(PASSAGE SHOWN)

■ ■ ■

DokuWiki

It's better when it's simple

User Tools

Site Tools


devel:metadata

Metadata Storage

If the content stored in a wiki page is data, things like the time of last update, who updated it, the filesize etc. could all be regarded as metadata for the wiki page. This page describes where and how such additional data is stored in DokuWiki.

Metadata can also be used by plugins for different purposes, apart from storing obvious metadata for the page it can also be used to store data that can be used to determine whether a cache can be used or settings like if a certain feature of the plugin should be enabled on a page.

Storage

DokuWiki does not store all metadata at central place (like a database or registry). Metadata can basically be the own datafile's properties (eg. filesize, last modified date), the other metadata are kept by DokuWiki within the meta directory. Metadata are found within the .meta file corresponding to the wiki page name. There is also an index in which selected metadata can be searched.

Metadata Renderer

Info in the meta directory is initially written by the metadata renderer. It creates a parallel file for each page named <pageid>.meta in the meta directory. The file is a serialized multi-dimensional PHP array whose keys follow the Dublin Core element names.

■ ■ ■

(LISTED ENTRIES)
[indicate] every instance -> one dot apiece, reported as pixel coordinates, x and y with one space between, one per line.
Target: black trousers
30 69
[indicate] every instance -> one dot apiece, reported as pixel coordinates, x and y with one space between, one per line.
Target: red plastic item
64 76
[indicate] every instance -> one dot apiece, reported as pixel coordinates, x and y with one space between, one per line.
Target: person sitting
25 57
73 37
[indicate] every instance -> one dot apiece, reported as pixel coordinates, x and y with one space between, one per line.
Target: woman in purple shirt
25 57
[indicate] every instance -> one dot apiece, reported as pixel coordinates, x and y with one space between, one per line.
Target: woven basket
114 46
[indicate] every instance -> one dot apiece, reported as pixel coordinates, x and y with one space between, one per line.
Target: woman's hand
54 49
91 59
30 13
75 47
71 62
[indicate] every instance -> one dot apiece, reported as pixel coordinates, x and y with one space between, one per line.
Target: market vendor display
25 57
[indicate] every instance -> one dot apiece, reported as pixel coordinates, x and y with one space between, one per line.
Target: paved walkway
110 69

■ ■ ■

(OBJECTIVES)
1) Summarize the DokuWiki metadata page in two sentences.
2) Retype part of the DokuWiki metadata page, starting at the words "devel:metadata" and ending after "enabled on a page.".
The material that comes after the text is separate from it.

(RESPONSE LIST)
1) DokuWiki treats details such as a page's last update time, its editor and its file size as metadata, and plugins can also use metadata for purposes such as deciding whether a cache can be used or whether a feature should be enabled on a page. Rather than keeping it in one central place, DokuWiki takes some metadata from the datafile's own properties and keeps the rest in a <pageid>.meta file in the meta directory, which the metadata renderer writes as a serialized PHP array keyed by Dublin Core element names.

2)
devel:metadata

Metadata Storage

If the content stored in a wiki page is data, things like the time of last update, who updated it, the filesize etc. could all be regarded as metadata for the wiki page. This page describes where and how such additional data is stored in DokuWiki.

Metadata can also be used by plugins for different purposes, apart from storing obvious metadata for the page it can also be used to store data that can be used to determine whether a cache can be used or settings like if a certain feature of the plugin should be enabled on a page.